## Saved entries
■ ■ ■

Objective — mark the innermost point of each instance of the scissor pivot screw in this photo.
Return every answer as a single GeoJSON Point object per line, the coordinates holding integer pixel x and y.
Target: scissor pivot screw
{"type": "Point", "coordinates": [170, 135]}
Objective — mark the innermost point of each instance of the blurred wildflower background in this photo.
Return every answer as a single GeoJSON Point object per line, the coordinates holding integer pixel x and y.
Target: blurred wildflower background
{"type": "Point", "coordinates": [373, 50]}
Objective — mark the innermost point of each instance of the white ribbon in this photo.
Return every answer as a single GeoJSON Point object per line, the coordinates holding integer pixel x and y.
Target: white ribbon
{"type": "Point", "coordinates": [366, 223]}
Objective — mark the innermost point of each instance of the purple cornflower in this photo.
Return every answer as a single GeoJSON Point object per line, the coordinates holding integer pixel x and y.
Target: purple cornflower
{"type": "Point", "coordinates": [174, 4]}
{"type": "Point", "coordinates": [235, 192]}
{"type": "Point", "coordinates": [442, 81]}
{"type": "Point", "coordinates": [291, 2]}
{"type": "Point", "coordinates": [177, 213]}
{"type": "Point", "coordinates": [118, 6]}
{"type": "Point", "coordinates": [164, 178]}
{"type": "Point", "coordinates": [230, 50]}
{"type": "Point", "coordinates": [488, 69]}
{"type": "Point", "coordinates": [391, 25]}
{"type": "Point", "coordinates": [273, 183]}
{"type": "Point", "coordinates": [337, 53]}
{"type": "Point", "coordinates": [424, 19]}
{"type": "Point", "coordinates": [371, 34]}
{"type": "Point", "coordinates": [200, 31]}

■ ■ ■

## Task details
Give back each record exactly, from the first line through the last.

## Response box
Objective — mark the innermost point of each instance of the scissor pivot screw in this photo.
Return every answer as a single GeoJSON Point object per line, the coordinates holding integer pixel x and y.
Target: scissor pivot screw
{"type": "Point", "coordinates": [170, 135]}
Objective — mark the innermost point of each instance of the blurred wildflower background in this photo.
Return every answer as a single GeoJSON Point object per line, the coordinates holding integer pixel x and y.
Target: blurred wildflower background
{"type": "Point", "coordinates": [373, 50]}
Objective — mark the innermost point of each instance of the white ribbon in this photo.
Return every answer as a single GeoJSON Point object per line, the coordinates holding integer pixel x and y.
Target: white ribbon
{"type": "Point", "coordinates": [366, 223]}
Objective — mark the innermost point of each instance of the purple cornflower in this photo.
Return every answer as a single GeoJSON Point object per line, the coordinates holding integer pixel x and y.
Target: purple cornflower
{"type": "Point", "coordinates": [174, 4]}
{"type": "Point", "coordinates": [235, 192]}
{"type": "Point", "coordinates": [442, 81]}
{"type": "Point", "coordinates": [291, 2]}
{"type": "Point", "coordinates": [177, 213]}
{"type": "Point", "coordinates": [118, 6]}
{"type": "Point", "coordinates": [164, 178]}
{"type": "Point", "coordinates": [230, 50]}
{"type": "Point", "coordinates": [488, 69]}
{"type": "Point", "coordinates": [391, 25]}
{"type": "Point", "coordinates": [273, 183]}
{"type": "Point", "coordinates": [337, 53]}
{"type": "Point", "coordinates": [424, 19]}
{"type": "Point", "coordinates": [371, 34]}
{"type": "Point", "coordinates": [200, 31]}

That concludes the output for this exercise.